## START Source extract
Code Style Consistency and Enforcing Uniformity

00:38:17
Speaker
Absolutely. Yeah. So auto format itself is a recipe that has all of the individual options. So you could derive what the predominant style is, and then use that as input to run an auto format recipe to make the recipe in that way.
00:38:33
Speaker
And that's not really something people start with, actually, which is to just go through and add some level of consistency before they do anything else. Why can I see someone running this as soon as Jeff leaves the company going over it to rewrite all Jeff's code? Because Jeff was rubbish at that stuff. I know, yeah. We didn't have the heart to tell him until he left. That's right.
00:39:00
Speaker
I tend to, I think personally, I tend to avoid this kind of conflict by just blaming someone else. I'll just say, we use whatever the IDE default is. No question.
00:39:14
Speaker
That's the easiest way to onboard new employees, especially if you're working in an open source project, you don't have to have a contributors.markdown or something where you can use this style or that style. If I clone it with a popular ID, it should just work. I don't always love the default styles, but I've long since learned to just accept it.
00:39:37
Speaker
Yeah, me too. I generally don't love the default styles, but I love not arguing about it at all. And that's worth more to me. I like languages these days that ship with an official code formatter that has no options and no flags. That certainly makes it a lot easier.
00:39:55
Speaker
But you don't get that luxury. You have to live in a world where that isn't the case, right? That's right. And, you know, there is... You know, GoLang is one of those, right? GoLang is one of those that has GoFund as part of its kind of core technology stack.
00:40:12
Speaker
I think that is representative of Google culture, which is much more control-oriented. Like, you know, Monorepo, Google Java format or Gofumpt, like one style to rule them all. There are some good things about that. You kind of refactor more quickly.
00:40:33
Speaker
But it also has consequences. There's a higher degree of code review. In some ways, things don't move as fast, but there's a lower degree of variability in that code base as well.
00:40:53
Speaker
Yeah, I think you have to choose your battles, which metrics are worth having flexibility over, and which might you just delegate to a computer and not worry about anymore. That's very true. Yeah, that's very true. Okay, well, why don't we get in a little bit, as we're veering there anyway, get back into user space a bit and talk about, as a user of a rewrite tool, like OpenReright,
00:41:19
Speaker
What kind of things can it do for me? We've talked about reformatting and how hard is it for me to extend it with my own in-house special roles? Yeah. And so there's, what can it do for me? I think, I think there's, this is this system of, of refactoring, as I'm describing it, this is a rule-based refactoring system. Um, this is very much a, um,
00:41:48
Speaker
encapsulation play or belief in encapsulation. That if I provide a base recipe like change method name, that it will be quicker to write common API changes on top of that base. And a recognition that I think that the
00:42:10
Speaker
The third party and open source ecosystem upon which we rely is itself subject to a lot of encapsulation. So I think about Spring Boot, for example, a really common Java framework. Spring Boot has its own Spring Boot code, but it's also built on top of Spring Framework, which is in turn built on top of all hundreds of thousands of other open source projects.
00:42:34
Speaker
And so, you know, if you take one of those, like the unit testing framework JUnit, you know, spring testing is based on JUnit. So if I solve the problem of moving from JUnit 4 to 5, if I could encapsulate that as a recipe, then it becomes easier for me to write a recipe that moves from, say, Spring Boot 2 to Spring Boot 3.
## END Source extract
**Given request**
Edit the transcript on code style consistency by reproducing everything from "Code Style Consistency" down to "in that way.", with "auto format" changed to "automatic formatting" throughout. Rely solely on the transcript when responding.
## START Supplied information
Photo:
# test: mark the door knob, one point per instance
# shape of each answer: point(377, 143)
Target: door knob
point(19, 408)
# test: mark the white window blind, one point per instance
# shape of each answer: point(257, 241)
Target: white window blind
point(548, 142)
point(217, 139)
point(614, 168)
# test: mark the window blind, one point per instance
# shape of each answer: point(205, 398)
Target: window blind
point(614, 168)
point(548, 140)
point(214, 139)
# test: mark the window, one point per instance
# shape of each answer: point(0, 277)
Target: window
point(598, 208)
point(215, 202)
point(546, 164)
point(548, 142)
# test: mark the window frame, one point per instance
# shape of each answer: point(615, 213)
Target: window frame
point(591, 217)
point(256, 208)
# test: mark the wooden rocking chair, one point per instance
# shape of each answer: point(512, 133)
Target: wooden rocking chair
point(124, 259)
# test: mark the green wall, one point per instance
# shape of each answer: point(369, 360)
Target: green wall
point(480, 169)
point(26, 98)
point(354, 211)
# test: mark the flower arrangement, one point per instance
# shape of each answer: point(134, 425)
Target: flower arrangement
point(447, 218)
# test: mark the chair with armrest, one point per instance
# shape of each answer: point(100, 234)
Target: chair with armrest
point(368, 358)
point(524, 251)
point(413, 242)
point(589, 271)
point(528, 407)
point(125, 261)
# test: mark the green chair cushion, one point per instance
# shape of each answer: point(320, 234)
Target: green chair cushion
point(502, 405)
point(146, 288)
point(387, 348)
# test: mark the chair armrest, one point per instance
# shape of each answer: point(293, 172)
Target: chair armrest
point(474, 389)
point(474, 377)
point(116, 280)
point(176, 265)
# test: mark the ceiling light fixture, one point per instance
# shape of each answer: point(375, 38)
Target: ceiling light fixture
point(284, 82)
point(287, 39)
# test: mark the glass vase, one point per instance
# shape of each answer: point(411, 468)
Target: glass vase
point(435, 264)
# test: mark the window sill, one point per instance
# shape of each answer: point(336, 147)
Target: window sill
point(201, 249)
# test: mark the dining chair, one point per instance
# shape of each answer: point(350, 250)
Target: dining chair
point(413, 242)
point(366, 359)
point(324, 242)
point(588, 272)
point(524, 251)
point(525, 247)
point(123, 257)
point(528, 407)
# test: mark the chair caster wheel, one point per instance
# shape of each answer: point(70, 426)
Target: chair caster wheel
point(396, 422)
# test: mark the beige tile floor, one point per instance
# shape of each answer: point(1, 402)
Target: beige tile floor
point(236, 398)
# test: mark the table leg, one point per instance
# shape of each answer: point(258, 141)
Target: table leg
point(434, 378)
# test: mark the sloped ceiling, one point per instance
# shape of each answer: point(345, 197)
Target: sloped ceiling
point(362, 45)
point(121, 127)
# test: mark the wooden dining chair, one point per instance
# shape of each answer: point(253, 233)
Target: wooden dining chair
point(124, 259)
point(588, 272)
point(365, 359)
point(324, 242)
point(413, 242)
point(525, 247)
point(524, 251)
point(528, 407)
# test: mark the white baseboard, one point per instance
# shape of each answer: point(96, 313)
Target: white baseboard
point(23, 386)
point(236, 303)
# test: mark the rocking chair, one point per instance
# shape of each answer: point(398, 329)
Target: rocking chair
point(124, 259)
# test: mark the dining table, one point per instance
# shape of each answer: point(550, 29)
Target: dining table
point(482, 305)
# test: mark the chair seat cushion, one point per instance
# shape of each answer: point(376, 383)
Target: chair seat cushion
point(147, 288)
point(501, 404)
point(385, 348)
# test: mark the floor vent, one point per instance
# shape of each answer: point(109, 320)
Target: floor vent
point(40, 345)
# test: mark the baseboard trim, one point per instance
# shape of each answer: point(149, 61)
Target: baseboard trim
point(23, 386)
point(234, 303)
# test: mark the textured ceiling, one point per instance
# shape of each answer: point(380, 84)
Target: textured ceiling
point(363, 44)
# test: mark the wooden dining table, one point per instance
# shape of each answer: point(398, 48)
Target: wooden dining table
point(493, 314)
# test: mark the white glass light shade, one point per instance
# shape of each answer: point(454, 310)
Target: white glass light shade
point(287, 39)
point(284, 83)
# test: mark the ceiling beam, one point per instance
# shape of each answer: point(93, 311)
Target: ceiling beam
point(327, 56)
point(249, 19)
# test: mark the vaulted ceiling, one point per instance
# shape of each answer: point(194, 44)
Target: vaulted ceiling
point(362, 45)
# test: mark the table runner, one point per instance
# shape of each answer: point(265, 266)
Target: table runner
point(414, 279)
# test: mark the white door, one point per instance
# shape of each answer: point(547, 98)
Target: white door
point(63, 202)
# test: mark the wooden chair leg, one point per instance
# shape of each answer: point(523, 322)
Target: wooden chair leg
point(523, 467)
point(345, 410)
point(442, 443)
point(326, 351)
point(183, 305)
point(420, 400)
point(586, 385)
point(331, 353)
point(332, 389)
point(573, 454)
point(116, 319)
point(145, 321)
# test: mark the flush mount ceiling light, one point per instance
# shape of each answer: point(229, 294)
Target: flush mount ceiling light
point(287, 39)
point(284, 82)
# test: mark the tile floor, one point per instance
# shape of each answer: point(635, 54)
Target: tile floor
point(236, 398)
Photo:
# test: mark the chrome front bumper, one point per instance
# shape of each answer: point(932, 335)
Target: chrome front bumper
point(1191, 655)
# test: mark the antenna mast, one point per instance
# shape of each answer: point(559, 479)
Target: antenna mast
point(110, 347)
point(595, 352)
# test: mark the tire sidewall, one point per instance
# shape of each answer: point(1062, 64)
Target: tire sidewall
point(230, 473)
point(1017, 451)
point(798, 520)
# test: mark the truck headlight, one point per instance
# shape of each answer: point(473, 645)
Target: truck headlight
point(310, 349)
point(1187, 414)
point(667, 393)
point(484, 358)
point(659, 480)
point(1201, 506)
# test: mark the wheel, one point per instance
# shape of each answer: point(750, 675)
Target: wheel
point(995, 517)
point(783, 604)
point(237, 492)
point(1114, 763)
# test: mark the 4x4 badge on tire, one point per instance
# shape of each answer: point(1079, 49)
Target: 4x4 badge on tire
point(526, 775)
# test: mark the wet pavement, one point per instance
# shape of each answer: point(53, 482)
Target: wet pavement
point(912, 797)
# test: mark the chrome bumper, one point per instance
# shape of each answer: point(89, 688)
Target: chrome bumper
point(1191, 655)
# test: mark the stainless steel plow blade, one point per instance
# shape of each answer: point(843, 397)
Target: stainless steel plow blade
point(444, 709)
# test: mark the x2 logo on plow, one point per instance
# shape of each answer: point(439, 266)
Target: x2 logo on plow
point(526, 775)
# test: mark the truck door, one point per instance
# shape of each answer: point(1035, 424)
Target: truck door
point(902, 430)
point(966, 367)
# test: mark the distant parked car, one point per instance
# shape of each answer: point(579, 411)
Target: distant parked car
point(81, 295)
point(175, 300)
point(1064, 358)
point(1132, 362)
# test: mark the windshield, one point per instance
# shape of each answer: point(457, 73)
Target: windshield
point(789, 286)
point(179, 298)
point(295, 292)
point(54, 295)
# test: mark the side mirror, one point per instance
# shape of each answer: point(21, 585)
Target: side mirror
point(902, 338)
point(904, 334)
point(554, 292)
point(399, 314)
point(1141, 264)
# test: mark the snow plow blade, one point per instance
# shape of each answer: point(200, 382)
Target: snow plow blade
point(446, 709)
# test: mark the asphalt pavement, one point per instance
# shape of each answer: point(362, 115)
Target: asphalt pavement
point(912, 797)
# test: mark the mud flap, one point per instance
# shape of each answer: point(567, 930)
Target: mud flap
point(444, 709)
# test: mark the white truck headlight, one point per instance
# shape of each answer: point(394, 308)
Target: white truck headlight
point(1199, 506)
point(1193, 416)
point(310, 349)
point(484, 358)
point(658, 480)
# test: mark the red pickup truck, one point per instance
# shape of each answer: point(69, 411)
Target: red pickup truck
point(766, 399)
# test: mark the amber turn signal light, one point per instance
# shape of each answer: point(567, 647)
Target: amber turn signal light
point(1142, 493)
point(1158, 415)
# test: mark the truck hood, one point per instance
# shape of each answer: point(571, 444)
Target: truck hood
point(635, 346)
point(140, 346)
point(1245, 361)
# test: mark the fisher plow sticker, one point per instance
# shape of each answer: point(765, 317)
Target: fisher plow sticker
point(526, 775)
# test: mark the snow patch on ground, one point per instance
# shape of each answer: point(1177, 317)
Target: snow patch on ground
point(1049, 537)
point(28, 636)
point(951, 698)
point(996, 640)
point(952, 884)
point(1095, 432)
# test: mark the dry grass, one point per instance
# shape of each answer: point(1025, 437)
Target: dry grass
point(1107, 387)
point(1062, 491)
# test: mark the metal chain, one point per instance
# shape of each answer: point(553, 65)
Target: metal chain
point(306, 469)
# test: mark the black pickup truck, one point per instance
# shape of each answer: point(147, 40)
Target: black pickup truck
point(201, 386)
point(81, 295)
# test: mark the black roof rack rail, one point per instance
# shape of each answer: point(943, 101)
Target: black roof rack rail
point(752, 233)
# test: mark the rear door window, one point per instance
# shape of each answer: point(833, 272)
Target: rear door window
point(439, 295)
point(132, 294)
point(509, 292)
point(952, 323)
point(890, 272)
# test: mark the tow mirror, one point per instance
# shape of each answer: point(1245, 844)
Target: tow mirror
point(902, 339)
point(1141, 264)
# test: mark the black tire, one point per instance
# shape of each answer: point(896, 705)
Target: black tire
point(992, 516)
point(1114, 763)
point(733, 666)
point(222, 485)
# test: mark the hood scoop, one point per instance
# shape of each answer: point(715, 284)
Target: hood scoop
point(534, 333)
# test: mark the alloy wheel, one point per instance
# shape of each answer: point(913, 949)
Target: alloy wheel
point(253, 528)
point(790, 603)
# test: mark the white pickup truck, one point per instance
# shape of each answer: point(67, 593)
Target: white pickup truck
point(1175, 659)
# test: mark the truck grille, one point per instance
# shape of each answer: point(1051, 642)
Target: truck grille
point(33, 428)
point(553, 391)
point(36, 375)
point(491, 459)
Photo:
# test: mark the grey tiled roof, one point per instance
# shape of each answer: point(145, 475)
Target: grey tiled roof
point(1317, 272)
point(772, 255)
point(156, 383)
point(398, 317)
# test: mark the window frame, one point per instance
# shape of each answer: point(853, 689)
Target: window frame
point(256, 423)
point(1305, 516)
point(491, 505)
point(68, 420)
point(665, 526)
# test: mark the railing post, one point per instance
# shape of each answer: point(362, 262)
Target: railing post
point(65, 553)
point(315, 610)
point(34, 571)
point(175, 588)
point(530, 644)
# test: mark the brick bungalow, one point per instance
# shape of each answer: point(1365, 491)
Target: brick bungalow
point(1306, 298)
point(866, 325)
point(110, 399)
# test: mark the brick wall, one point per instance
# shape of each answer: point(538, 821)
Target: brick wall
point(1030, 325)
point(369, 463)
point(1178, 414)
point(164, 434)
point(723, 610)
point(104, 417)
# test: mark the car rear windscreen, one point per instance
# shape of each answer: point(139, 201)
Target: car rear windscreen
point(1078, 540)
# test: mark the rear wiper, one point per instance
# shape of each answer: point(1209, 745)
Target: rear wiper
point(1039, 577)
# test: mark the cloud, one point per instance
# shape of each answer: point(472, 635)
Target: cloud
## END Supplied information
**Solution for this problem**
Code Style Consistency and Enforcing Uniformity

00:38:17
Speaker
Absolutely. Yeah. So automatic formatting itself is a recipe that has all of the individual options. So you could derive what the predominant style is, and then use that as input to run an automatic formatting recipe to make the recipe in that way.